▶ [Problems and tasks]
**1)** According to the finEDge program description, why is finEDge the right program for all students? Answer in one to three sentences.
**2)** Carry on the finEDge program description from its last sentence.

▶ [Text block]
····················

A single-semester, research-based program for high school students. There are 7 modules containing a total of 79 lessons exploring key financial content and processes. Each lesson features detailed preparation information, step-by-step instructions, teaching tips, slides and handouts for teachers, as well as accompanying workbook pages for students.

finEDge is taught in high schools by consumer education, business, economics, social science/studies, and/or financial algebra teachers.

Materials were field-tested by 38 teachers in 76 classrooms with 2,000 students across 7 states. Click here for information on results.

Acknowledging that students come from a variety of economic backgrounds, finEDge challenges educators to fill in the blank with any type of student. Regardless of whether or not an individual student’s choices are limited by or expanded by the economic environment in which they live, all students are faced with financial decisions. finEDge’s Financial Decision-Making Process, woven throughout the program, incorporates deliberate reflection on personal values, attitudes, social influences, economic factors, and risk in making financial decisions. This focus on financial decision-making in context ensures that finEDge is the right program for all students.

finEDge believes financial education is different from many other academic subjects in its focus on long-term behavioral change. Traditionally, people think of learning as changing the mind. But learning can also involve changing behaviors. Our goal was to develop an educational program for changing financial behaviors.

The finEDge team studied the standards as part of developing a program philosophy, specific lesson and activity sequences, and instructional routines. As part of this process, we examined considerable research related to financial literacy content and pedagogy, as well as examining the specific standards within each content domain. The standards influenced our program philosophy, our program learning goals, the recommendations we made for the scope, sequence, and nature of lessons on each content domain, and the recommendations we made for how we approach teaching the content. Particular sets of standards influenced but did not dictate the content of finEDge, as we balanced research, standards, and our own judgment in designing our program.

Learn more on our standards page.

finEDge offers extensive teacher support in a variety of formats throughout program implementation. In-person professional development sessions familiarize teachers with materials and facilitate reflection on best practices, instructional style, and pedagogical approaches. These sessions provide teachers with the opportunity to refine their craft and stay current in the field. Additionally, an online, self-paced course builds on teachers’ pre-existing knowledge and experience with finance to deepen understanding of program content. The finEDge team also regularly hosts short, online video conferences that outline lesson content and features in each module. Further, an online community for teachers provides them with opportunities to find and share instructional resources, connect with other teachers, and organize the content most useful to them. Teachers may also interact with finEDge authors and watch lesson videos via this platform.

In addition, finEDge offers point-of-use teacher support in the form of a variety of types of notes within the lessons themselves.

A variety of intentionally designed digital tools are incorporated throughout each module. Students create digital portfolios in which they organize, synthesize, and revisit information throughout the program, and connect learning to their own lives. Concept maps at the end of each module help students improve their metacognition and confidence in personal finance. A variety of calculators allow students to explore the costs of saving and borrowing decisions.

····················

Collection entries:
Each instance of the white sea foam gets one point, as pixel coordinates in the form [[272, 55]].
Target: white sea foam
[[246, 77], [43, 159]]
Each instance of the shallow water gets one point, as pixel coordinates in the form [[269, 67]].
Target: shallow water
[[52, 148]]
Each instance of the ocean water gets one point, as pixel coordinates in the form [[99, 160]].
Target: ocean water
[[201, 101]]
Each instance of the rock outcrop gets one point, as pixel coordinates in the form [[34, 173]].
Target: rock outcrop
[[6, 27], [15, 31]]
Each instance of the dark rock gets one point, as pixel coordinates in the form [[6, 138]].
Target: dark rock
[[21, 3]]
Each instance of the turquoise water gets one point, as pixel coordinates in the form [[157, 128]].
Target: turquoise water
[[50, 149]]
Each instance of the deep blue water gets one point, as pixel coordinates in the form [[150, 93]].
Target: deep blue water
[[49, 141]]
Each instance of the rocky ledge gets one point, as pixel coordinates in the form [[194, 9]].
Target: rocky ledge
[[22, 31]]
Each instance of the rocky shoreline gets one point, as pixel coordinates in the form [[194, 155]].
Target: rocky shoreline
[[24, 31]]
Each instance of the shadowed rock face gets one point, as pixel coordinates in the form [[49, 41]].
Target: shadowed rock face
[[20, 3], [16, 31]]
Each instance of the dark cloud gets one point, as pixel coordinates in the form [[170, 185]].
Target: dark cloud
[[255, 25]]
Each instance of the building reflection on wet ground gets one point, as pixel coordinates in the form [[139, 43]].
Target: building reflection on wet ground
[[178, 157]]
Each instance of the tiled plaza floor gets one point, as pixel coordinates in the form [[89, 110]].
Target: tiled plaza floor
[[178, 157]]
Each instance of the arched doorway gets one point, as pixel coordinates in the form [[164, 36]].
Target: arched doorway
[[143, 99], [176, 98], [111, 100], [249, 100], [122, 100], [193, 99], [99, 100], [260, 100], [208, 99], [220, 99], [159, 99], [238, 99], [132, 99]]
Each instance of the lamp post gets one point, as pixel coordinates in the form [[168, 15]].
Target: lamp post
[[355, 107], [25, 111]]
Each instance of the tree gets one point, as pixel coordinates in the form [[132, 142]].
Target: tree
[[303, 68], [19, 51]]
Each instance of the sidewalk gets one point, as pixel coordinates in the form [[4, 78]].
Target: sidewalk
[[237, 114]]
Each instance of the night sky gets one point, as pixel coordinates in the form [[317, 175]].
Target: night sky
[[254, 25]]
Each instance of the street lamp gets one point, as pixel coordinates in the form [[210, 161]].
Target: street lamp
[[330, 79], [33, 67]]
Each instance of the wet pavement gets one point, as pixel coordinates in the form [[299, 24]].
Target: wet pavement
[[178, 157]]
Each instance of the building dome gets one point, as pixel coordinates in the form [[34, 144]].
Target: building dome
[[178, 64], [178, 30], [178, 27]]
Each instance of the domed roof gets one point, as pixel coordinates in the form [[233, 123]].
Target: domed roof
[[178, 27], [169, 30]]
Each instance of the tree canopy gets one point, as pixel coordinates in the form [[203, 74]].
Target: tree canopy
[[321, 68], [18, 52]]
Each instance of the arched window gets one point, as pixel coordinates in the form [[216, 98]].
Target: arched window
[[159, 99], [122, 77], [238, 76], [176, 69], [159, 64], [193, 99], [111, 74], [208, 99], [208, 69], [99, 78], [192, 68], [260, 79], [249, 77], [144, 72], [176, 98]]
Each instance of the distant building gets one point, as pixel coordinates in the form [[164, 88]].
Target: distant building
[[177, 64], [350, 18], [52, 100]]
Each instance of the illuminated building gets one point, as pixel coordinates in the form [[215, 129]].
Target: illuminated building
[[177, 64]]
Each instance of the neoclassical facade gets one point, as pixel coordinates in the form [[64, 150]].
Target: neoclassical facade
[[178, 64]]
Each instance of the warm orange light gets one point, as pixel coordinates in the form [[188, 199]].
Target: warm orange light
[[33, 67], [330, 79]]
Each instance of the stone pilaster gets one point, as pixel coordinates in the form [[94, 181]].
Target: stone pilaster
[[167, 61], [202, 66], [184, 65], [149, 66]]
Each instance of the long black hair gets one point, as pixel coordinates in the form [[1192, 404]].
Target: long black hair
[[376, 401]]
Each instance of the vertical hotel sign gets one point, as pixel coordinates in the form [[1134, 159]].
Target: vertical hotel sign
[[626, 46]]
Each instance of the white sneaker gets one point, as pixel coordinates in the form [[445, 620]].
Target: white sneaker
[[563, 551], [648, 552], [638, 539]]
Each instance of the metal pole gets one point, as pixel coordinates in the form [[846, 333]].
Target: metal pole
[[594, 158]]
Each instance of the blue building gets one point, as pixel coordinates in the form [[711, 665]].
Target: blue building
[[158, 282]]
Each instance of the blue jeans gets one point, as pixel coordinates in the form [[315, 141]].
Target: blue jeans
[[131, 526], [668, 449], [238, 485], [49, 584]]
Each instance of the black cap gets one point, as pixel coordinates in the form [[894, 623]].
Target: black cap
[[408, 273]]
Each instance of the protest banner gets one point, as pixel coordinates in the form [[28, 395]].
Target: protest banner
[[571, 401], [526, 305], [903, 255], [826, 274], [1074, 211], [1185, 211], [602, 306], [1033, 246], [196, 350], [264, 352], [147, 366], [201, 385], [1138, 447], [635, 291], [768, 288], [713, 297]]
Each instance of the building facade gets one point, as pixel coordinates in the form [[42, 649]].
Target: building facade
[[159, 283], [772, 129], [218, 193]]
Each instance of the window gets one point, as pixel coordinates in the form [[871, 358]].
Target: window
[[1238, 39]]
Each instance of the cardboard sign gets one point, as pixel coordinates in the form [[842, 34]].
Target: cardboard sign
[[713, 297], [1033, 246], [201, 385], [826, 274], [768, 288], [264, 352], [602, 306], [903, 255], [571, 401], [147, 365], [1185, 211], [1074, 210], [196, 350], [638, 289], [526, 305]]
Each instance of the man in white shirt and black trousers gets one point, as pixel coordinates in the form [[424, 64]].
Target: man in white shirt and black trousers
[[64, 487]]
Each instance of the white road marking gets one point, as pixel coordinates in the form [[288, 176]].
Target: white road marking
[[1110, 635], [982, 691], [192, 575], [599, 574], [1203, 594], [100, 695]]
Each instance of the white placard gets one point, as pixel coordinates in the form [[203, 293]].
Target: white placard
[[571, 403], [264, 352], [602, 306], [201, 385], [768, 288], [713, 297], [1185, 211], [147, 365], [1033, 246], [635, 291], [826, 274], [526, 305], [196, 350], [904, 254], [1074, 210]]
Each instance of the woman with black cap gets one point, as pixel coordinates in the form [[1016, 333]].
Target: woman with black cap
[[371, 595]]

····················

▶ [Results of the tasks]
**1)** All students face financial decisions, whether their economic environment limits or expands their choices. finEDge's Financial Decision-Making Process runs through the whole program and focuses on making those decisions in context. It has students reflect on personal values, attitudes, social influences, economic factors, and risk.

**2)**
The finEDge team did extensive research in developing the program, including how students learn financial concepts, decision-making, behavior change, and what high school students need to know. The results of this research provided the basis for the program. Click here for more information.

From the research, we know that our backgrounds play a major role in financial decision-making. They shape the financial options that we have, our norms and values around money, and more. It’s important to us that our students see themselves in our curriculum, and have opportunities to practice financial decision-making in a way that is relevant and relatable. Moreover, we want the cultural relevancy to be substantive and not superficial--it’s essential that we go beyond including culturally diverse names, and also offer diverse and representative scenarios. We constantly reviewed our writing to ensure we created access points for all students.

The research makes clear that parents and guardians play a major role in shaping students’ attitudes and norms around money. It seems to us that for a financial education curriculum to be truly effective, it has to involve parents and guardians which is especially difficult to do in high school. In our curriculum, we create opportunities for students to discuss what they’re learning in class with their parents and/or other trusted adults, and also provide students with the tools to reflect on the norms and relationships that shape their views on money.

We hear from students that one frustration they have with financial education is that it doesn’t recognize what students already know about money. And moreover, it doesn’t teach students what they want to know about money. We also know our students come from a variety of backgrounds, so what is common knowledge for one student, may be new knowledge for another. One way we addressed this is by providing teachers with tools to assess, and adapt to, students’ familiarity with the financial topic in each lesson. This flexible approach is another way we create more access points for students, who may differ in their familiarity with the content.

Differentiation suggestions offered at the end of every lesson support teachers in providing access or deepening understanding of key concepts. Access activities scaffold understanding or build requisite background knowledge. Extension activities allow for more in-depth exploration of topics or content introduced in the lesson.